[[ The input, beginning ]]
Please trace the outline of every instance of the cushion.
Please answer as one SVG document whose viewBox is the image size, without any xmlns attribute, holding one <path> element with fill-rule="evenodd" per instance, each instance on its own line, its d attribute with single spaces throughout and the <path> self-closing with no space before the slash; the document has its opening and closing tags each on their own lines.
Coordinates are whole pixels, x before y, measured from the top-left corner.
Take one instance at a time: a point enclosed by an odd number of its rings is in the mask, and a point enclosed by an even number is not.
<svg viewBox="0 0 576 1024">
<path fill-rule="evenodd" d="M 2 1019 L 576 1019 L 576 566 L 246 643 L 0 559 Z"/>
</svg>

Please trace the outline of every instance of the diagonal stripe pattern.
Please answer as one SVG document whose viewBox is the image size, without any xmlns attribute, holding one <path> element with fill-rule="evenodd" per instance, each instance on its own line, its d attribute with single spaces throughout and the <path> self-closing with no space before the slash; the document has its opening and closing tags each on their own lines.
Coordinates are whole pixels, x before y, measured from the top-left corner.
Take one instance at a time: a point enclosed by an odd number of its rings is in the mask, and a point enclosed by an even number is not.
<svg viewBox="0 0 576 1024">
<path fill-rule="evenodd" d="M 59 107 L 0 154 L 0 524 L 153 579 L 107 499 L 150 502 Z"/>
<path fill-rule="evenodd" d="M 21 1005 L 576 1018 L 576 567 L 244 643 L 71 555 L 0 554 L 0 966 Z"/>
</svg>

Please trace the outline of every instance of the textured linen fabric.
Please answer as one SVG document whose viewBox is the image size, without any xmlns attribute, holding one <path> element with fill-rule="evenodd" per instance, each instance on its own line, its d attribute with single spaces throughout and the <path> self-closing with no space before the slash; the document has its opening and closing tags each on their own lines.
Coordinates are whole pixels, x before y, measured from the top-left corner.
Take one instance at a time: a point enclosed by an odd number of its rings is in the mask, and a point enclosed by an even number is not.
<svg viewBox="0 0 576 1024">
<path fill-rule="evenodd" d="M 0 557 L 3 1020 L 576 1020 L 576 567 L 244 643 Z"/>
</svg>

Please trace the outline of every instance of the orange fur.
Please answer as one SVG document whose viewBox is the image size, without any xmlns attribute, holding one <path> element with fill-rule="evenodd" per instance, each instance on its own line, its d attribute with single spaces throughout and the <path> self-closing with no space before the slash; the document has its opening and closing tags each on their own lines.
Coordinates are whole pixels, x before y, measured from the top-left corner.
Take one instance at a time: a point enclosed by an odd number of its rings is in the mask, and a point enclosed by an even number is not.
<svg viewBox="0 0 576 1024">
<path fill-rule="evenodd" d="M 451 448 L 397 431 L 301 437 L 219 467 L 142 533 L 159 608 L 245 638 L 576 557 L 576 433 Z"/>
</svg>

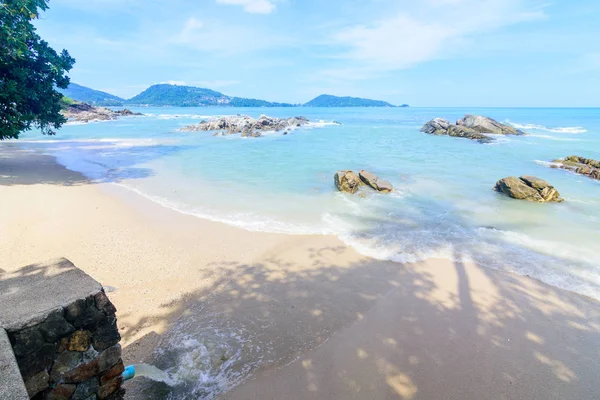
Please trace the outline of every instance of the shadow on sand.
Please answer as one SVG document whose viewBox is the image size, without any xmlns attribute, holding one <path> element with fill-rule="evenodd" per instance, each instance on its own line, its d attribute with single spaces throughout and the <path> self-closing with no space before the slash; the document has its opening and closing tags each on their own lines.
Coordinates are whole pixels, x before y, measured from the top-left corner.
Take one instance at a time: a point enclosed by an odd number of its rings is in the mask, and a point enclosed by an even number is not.
<svg viewBox="0 0 600 400">
<path fill-rule="evenodd" d="M 212 284 L 164 305 L 166 332 L 130 345 L 157 346 L 145 361 L 182 383 L 133 380 L 129 398 L 591 400 L 600 393 L 596 301 L 463 262 L 465 249 L 433 267 L 326 261 L 346 251 L 312 249 L 306 264 L 272 258 L 205 269 L 198 280 Z M 249 376 L 243 392 L 223 393 Z"/>
</svg>

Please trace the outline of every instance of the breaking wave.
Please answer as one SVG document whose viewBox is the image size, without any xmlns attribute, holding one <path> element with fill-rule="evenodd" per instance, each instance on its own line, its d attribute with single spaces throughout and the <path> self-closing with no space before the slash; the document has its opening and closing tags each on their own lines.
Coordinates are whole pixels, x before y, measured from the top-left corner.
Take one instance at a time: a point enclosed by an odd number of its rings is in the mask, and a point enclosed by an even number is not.
<svg viewBox="0 0 600 400">
<path fill-rule="evenodd" d="M 553 133 L 570 133 L 570 134 L 587 132 L 587 129 L 585 129 L 582 126 L 566 126 L 566 127 L 558 127 L 558 128 L 549 128 L 547 126 L 537 125 L 537 124 L 518 124 L 516 122 L 510 122 L 510 121 L 508 121 L 508 123 L 517 129 L 535 129 L 538 131 L 546 131 L 546 132 L 553 132 Z"/>
</svg>

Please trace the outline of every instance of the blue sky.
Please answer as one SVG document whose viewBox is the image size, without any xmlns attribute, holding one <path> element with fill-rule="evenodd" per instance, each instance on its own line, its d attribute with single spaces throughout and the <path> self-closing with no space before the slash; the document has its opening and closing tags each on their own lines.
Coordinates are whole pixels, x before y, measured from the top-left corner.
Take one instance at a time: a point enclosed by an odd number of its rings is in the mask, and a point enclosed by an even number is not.
<svg viewBox="0 0 600 400">
<path fill-rule="evenodd" d="M 50 0 L 73 82 L 306 102 L 600 106 L 598 0 Z"/>
</svg>

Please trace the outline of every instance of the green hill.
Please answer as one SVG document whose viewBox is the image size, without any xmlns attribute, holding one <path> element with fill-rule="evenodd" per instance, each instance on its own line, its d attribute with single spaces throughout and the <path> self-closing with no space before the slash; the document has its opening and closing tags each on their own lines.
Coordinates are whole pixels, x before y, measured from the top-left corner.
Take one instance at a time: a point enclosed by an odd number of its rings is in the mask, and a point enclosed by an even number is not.
<svg viewBox="0 0 600 400">
<path fill-rule="evenodd" d="M 260 99 L 231 97 L 223 93 L 193 86 L 158 84 L 150 86 L 129 100 L 113 96 L 85 86 L 71 83 L 67 89 L 59 89 L 66 97 L 94 106 L 171 106 L 171 107 L 294 107 L 299 104 L 275 103 Z M 322 94 L 304 107 L 396 107 L 380 100 L 360 97 L 338 97 Z M 403 104 L 399 107 L 408 107 Z"/>
<path fill-rule="evenodd" d="M 173 107 L 289 107 L 291 104 L 271 103 L 265 100 L 230 97 L 210 89 L 193 86 L 159 84 L 150 86 L 127 100 L 129 105 Z"/>
<path fill-rule="evenodd" d="M 363 99 L 360 97 L 338 97 L 329 94 L 322 94 L 315 97 L 304 107 L 396 107 L 386 101 Z M 407 107 L 406 104 L 400 107 Z"/>
<path fill-rule="evenodd" d="M 122 106 L 125 100 L 110 93 L 90 89 L 76 83 L 70 83 L 66 89 L 58 89 L 63 96 L 82 101 L 93 106 Z"/>
</svg>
[[ The input, end ]]
** Task instructions **
If the records include pictures, omit them and transcribe everything else exactly.

** Task response **
Please trace the outline of every instance of the cushion.
Please answer as one SVG document whose viewBox is the image size, without any xmlns attribute, holding one <path> element with fill-rule="evenodd" per instance, each instance on its own line, its d attribute with single spaces throughout and the <path> self-closing with no space before the slash; the document has its opening and closing tags each on their own lines.
Coordinates are whole pixels, x before y, measured from the top-left corner.
Take one instance at a time: a point enclosed by an odd number of its rings is in the mask, and a point enclosed by an even number is not.
<svg viewBox="0 0 576 1024">
<path fill-rule="evenodd" d="M 2 1019 L 576 1019 L 576 566 L 246 643 L 0 559 Z"/>
</svg>

Please trace the outline of every instance of the diagonal stripe pattern.
Please answer as one SVG document whose viewBox is the image size, without any xmlns attribute, holding one <path> element with fill-rule="evenodd" per instance, each instance on its own line, its d attribute with single spaces throughout and the <path> self-closing with no space before the slash; the document has its opening and closing tags each on their own lines.
Coordinates are whole pixels, x before y, measured from the top-left corner.
Take one instance at a time: a point enclosed by an odd number of its rings is in the mask, and a point enclosed by an even number is not.
<svg viewBox="0 0 576 1024">
<path fill-rule="evenodd" d="M 59 107 L 0 154 L 0 524 L 153 579 L 107 499 L 150 502 Z"/>
<path fill-rule="evenodd" d="M 21 1005 L 576 1018 L 576 567 L 244 643 L 71 555 L 0 554 L 0 966 Z"/>
</svg>

Please trace the outline of every instance of the textured linen fabric.
Please answer as one SVG document whose viewBox is the image size, without any xmlns attribute, holding one <path> element with fill-rule="evenodd" per instance, each instance on its own line, its d attribute with single spaces throughout and the <path> self-closing with no space before the slash; the document has its opening and closing tags each on their own lines.
Coordinates are whole pixels, x before y, measured from the top-left corner.
Take one instance at a time: a point enclosed by an odd number of its rings is in the mask, and a point enclosed by an even number is not.
<svg viewBox="0 0 576 1024">
<path fill-rule="evenodd" d="M 0 557 L 3 1020 L 576 1020 L 576 567 L 244 643 Z"/>
</svg>

Please trace the outline of every instance of the orange fur.
Please answer as one SVG document whose viewBox is the image size, without any xmlns attribute, holding one <path> element with fill-rule="evenodd" per instance, each instance on its own line, its d attribute with single spaces throughout and the <path> self-closing with no space before the slash; the document has its opening and closing tags each on their own lines.
Coordinates are whole pixels, x before y, measured from the top-left corner.
Take one instance at a time: a point enclosed by an odd number of its rings is in the mask, and a point enclosed by an even number is not.
<svg viewBox="0 0 576 1024">
<path fill-rule="evenodd" d="M 451 448 L 397 431 L 301 437 L 219 467 L 142 533 L 159 608 L 245 638 L 576 557 L 576 433 Z"/>
</svg>

Please trace the outline of every instance of the shadow on sand.
Please answer as one SVG document whose viewBox is the image size, without any xmlns attribute, holding one <path> element with fill-rule="evenodd" per instance, each instance on its own line, its d attribute with single spaces throughout and the <path> self-closing with no space before the slash; the document has its opening and closing tags each on their own lines.
Coordinates are whole pixels, x before y, measured from the top-left corner.
Take one instance at a time: a point enclosed by an odd number of its rings is in the mask, and a point enclosed by an even number is not.
<svg viewBox="0 0 600 400">
<path fill-rule="evenodd" d="M 212 284 L 164 305 L 166 332 L 130 345 L 157 346 L 145 361 L 182 383 L 133 380 L 129 398 L 591 400 L 600 393 L 596 301 L 463 262 L 465 249 L 433 267 L 326 261 L 346 251 L 312 249 L 306 264 L 272 258 L 205 269 L 198 280 Z M 249 376 L 243 392 L 223 393 Z"/>
</svg>

Please trace the outline of every instance of the breaking wave.
Please answer as one SVG document whose viewBox is the image size, without any xmlns attribute, holding one <path> element with fill-rule="evenodd" per instance, each instance on its own line, its d attribute with single spaces throughout and the <path> self-closing with no space before the slash; the document has its opening and closing tags each on their own lines.
Coordinates are whole pixels, x before y, measured from the top-left corner.
Take one instance at a time: a point enclosed by an odd number of its rings is in the mask, and a point enclosed by an even number is not.
<svg viewBox="0 0 600 400">
<path fill-rule="evenodd" d="M 553 133 L 570 133 L 570 134 L 587 132 L 587 129 L 585 129 L 582 126 L 566 126 L 566 127 L 558 127 L 558 128 L 549 128 L 547 126 L 537 125 L 537 124 L 518 124 L 516 122 L 510 122 L 510 121 L 508 121 L 508 123 L 517 129 L 535 129 L 538 131 L 546 131 L 546 132 L 553 132 Z"/>
</svg>

Please trace the outline of every instance of the blue sky.
Please answer as one SVG document whose viewBox is the image size, without any xmlns attribute, holding one <path> element with fill-rule="evenodd" per instance, each instance on its own line, its d attribute with single spaces throughout and the <path> self-closing with no space before the slash; the document has its opening and closing tags each on their own lines.
Coordinates are whole pixels, x before y, measured from the top-left corner.
Take one instance at a time: a point enclosed by an odd number of its rings is in the mask, and a point enclosed by an even number is not.
<svg viewBox="0 0 600 400">
<path fill-rule="evenodd" d="M 50 0 L 73 82 L 306 102 L 600 106 L 598 0 Z"/>
</svg>

Please trace the outline of every instance of the green hill.
Please answer as one SVG document whose viewBox is the image size, without any xmlns attribute, holding one <path> element with fill-rule="evenodd" per instance, each instance on its own line, its d attribute with single spaces throughout and the <path> self-closing with no space before the slash; the document has its opening and closing tags each on their own lines.
Coordinates are whole pixels, x before y, measured from the top-left corner.
Take one instance at a time: a point enclosed by an odd number of its rings is in the mask, and a point enclosed by an even number is not.
<svg viewBox="0 0 600 400">
<path fill-rule="evenodd" d="M 260 99 L 231 97 L 223 93 L 193 86 L 158 84 L 150 86 L 129 100 L 113 96 L 85 86 L 71 83 L 67 89 L 59 89 L 66 97 L 94 106 L 171 106 L 171 107 L 294 107 L 299 104 L 275 103 Z M 322 94 L 304 107 L 396 107 L 380 100 L 360 97 L 338 97 Z M 403 104 L 399 107 L 408 107 Z"/>
<path fill-rule="evenodd" d="M 173 107 L 289 107 L 291 104 L 271 103 L 265 100 L 230 97 L 210 89 L 193 86 L 159 84 L 150 86 L 127 100 L 129 105 Z"/>
<path fill-rule="evenodd" d="M 363 99 L 360 97 L 338 97 L 329 94 L 322 94 L 315 97 L 304 107 L 396 107 L 386 101 Z M 407 107 L 406 104 L 400 107 Z"/>
<path fill-rule="evenodd" d="M 122 106 L 125 100 L 110 93 L 90 89 L 76 83 L 70 83 L 66 89 L 58 89 L 63 96 L 82 101 L 93 106 Z"/>
</svg>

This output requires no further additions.